Copy each of the following rows character for character.

=-=-=

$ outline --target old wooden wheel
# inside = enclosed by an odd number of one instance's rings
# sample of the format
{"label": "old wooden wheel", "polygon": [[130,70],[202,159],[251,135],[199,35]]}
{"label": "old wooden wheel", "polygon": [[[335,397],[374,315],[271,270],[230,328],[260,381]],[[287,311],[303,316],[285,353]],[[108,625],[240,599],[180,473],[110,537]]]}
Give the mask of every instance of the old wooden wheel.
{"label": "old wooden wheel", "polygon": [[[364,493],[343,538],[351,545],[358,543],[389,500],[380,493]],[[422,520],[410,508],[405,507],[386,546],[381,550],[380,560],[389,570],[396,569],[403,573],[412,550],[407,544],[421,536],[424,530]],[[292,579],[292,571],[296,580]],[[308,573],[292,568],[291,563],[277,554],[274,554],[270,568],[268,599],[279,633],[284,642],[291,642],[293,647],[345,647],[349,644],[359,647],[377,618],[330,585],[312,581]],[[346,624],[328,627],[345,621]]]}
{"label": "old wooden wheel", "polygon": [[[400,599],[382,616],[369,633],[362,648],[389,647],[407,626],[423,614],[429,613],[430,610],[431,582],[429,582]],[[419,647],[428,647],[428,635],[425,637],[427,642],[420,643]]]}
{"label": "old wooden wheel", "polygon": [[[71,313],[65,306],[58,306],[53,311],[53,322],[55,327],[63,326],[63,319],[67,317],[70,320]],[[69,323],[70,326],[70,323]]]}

=-=-=

▶ [Response to this task]:
$ outline --target old wooden wheel
# inside = enclosed by an odd number of one instance's rings
# sample of the format
{"label": "old wooden wheel", "polygon": [[130,70],[202,159],[251,135],[199,35]]}
{"label": "old wooden wheel", "polygon": [[[335,397],[374,315],[271,270],[230,328],[260,381]],[[287,311],[303,316],[285,353]],[[108,625],[240,599],[180,473],[110,537]]]}
Give the mask of every instance of the old wooden wheel.
{"label": "old wooden wheel", "polygon": [[[364,493],[343,538],[351,545],[358,543],[389,500],[380,493]],[[422,520],[410,508],[405,507],[386,546],[381,550],[380,560],[389,570],[396,569],[403,573],[412,550],[407,544],[421,536],[424,530]],[[292,579],[292,571],[296,580]],[[308,573],[292,568],[291,563],[277,554],[274,554],[270,568],[268,599],[279,633],[284,642],[291,642],[293,647],[345,647],[349,644],[359,647],[377,618],[330,585],[312,581]],[[346,624],[328,627],[345,621]]]}
{"label": "old wooden wheel", "polygon": [[[400,599],[382,616],[369,633],[362,648],[389,647],[407,626],[423,614],[429,613],[430,610],[431,582],[429,582]],[[419,647],[428,647],[428,635],[425,637],[427,642],[420,643]]]}
{"label": "old wooden wheel", "polygon": [[[71,313],[65,306],[58,306],[53,311],[53,322],[55,327],[63,326],[63,319],[67,317],[70,320]],[[69,323],[70,326],[70,323]]]}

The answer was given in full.